● **STATED TASK 1**: In the account of the store lie detector test, how many cartons did each case of cigarettes hold?
──────── TEXT PASSAGE ────────
Bert called me into work early one day in 1974. Coming into the store, tying my tie as I walk over to the time clock, I saw Bert talking with Ed. He was one of the two brothers who owned the chain of stores. They called me over and told me I need to take a lie detector test. I was shell-shocked and didn’t have time to object before we were in the office where a stranger sat by a machine. They had me to sit down and the man, whom I’d never seen, explained how the machine worked and said he’d ask me questions. I immediately begin to recall eating a few bananas or grapes that were never paid for while moping the store at night.
Bert and Ed left the room. The man put clips on my shaking fingers, much like oxygen sensors used in a doctor’s office. A cuff, like one used for blood pressure, was applied to one of my arms. He started off with a bunch of easy questions, most of them personal, like name and age and hobbies and such. Then came the big one.
“Have you ever stolen anything from the store?”
Knowing my goose was cooked, I admitted eating a few grapes and a banana or two while there late at night mopping. I tried to rationalize saying there was no one to pay and pointed out that other times I weighed the fruit and left the money on a cash register. The man asked more questions about stealing money or about taking things out of the store. Finally, he got to cigarettes and spent some time asking if I or if I knew of anyone who’d stole cigarettes. My answers were honest. I knew of no one who’d stolen money or merchandise.
I was sweating like a pig when he finally finished. Thinking I was in trouble for my petty thief, I asked him how I did. “I’ll make a report, but I don’t think you have anything to worry about,” he said. “But what about the bananas and grapes?” “Don’t worry,” he said laughing. “That’s not what this is about.”
That night, while closing, Bert called me aside to tell me what this had been about.
In one of the other stores, they’d discovered a regular criminal ring. Another high school student, like me, who handled the tobacco products was stealing them blind. He would order more cases than needed. As this was back before barcode scanners, the only way to know how much product one sold was by how many items were missing from the shelves. According to Bert, the guy stashed the extra cases behind a dumpster. At night, when no one was looking, he’d stash the cases in his car. He’d been stealing five or so cases a week. Each case held 30 cartons. He sold the cases to someone who took the cases up north, where cigarette taxes were higher, to resale on the black market.
When the Wilson brothers discovered the ring, they brought in a lie detector detective. All all key employees (those who handled lots of money such as the managers, the cashier supervisors, as well as those who handled tobacco products) take a lie detector test. Even Bert and John had to take the test. I had no idea whether it was legal. but I was glad to have survived and to know that I wasn’t going to be fired for being the great grape thief.
About six months after I started working at Wilson’s, the guy who’d handled the cigarettes went off to college. Bert asked me if I’d be interested. I’m sure he was hoping he’d have me for several years in the position, which turned out to be the case. Furthermore, I was a good candidate because I didn’t smoke.
At this time, it was legal to smoke in North Carolina when you were fifteen, but the store’s policy was to use non-smokers to handle tobacco products. This was in the fall of 1973 and at that time, in North Carolina, a carton of regular cigarettes (ten packs) sold for $1.89. Do the math. Today, a pack of cigarettes will cost you more twice what a cartoon cost in 1973. Back then, if you wanted the longer cigarettes, you had to pony up a dime more for a carton. By the time I left the store in the summer of 1976, cigarettes had jumped to $2.39 and $2.49 a carton.
────────
● **STATED TASK 2**: Return every line of the entries that contains the string "instance", matching case exactly.
──────── DATASET ENTRIES ────────
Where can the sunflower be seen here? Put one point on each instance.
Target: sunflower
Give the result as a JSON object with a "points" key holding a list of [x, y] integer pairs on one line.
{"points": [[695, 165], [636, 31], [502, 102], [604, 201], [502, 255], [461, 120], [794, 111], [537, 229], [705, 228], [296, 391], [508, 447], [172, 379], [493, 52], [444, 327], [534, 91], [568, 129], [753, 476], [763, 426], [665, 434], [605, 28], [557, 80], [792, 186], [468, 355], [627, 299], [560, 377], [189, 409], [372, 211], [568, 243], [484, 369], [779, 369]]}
────────
──────── DATASET ENTRIES ────────
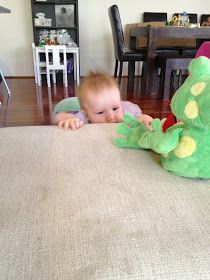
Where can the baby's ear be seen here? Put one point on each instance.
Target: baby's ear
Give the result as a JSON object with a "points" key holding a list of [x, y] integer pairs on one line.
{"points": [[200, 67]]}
────────
● **PROBLEM SOLUTION 1**: Each case held 30 cartons.

● **PROBLEM SOLUTION 2**:
Where can the sunflower be seen here? Put one point on each instance.
Where can the baby's ear be seen here? Put one point on each instance.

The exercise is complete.